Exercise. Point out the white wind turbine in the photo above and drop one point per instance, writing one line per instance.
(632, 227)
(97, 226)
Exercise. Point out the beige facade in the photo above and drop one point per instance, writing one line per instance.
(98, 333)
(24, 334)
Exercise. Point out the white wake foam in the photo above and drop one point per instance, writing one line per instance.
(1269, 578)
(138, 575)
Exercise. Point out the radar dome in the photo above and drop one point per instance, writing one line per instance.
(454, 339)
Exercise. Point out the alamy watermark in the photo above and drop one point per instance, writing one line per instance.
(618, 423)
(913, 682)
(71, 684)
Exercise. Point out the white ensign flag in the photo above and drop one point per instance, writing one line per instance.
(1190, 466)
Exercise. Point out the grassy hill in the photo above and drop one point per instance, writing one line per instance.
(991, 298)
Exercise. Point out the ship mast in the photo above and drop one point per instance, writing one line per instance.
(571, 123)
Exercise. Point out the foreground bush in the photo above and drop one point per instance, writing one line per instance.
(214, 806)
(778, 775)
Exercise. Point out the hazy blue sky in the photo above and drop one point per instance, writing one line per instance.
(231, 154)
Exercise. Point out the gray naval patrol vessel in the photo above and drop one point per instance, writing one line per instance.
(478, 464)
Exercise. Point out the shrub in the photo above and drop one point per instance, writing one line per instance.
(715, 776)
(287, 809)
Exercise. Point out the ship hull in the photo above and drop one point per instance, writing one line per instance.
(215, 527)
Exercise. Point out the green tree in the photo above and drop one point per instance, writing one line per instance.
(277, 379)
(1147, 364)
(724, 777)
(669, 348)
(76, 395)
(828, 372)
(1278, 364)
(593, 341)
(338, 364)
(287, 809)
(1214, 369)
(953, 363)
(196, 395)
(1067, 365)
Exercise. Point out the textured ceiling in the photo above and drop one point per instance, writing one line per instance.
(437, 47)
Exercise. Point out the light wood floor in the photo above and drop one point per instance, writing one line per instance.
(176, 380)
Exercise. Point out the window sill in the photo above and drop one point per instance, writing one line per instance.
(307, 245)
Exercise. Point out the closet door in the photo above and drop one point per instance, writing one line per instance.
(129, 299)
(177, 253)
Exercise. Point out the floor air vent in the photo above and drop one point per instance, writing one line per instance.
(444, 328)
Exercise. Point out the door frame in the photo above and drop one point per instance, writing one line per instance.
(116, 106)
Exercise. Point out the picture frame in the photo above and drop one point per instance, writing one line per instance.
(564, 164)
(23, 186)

__________________________________________________

Directive ▸
Copy out the rows from the line containing "Exercise. Point out the light" through the last row, renaming "closet door" to "wardrobe door" and leaving everything else unchanged.

Written solution ▸
Exercise. Point out the light wood floor in the photo above and drop one point per instance, writing one line per instance.
(176, 380)
Exercise. Point out the window sill in the photo above and drop one point per instance, writing one line per instance.
(307, 245)
Exercise. Point out the wardrobe door in the photo above and drop one point per instance, writing one line per instance.
(129, 299)
(177, 253)
Exercise. Point out the floor air vent in the photo above and drop one point per instance, writing one line per instance.
(444, 328)
Exercise. Point out the door frame in the photo above and drop one point per instance, writing one line per instance.
(116, 106)
Exercise. Point out the picture frame in the photo above and drop one point per instance, writing one line per instance.
(564, 164)
(23, 186)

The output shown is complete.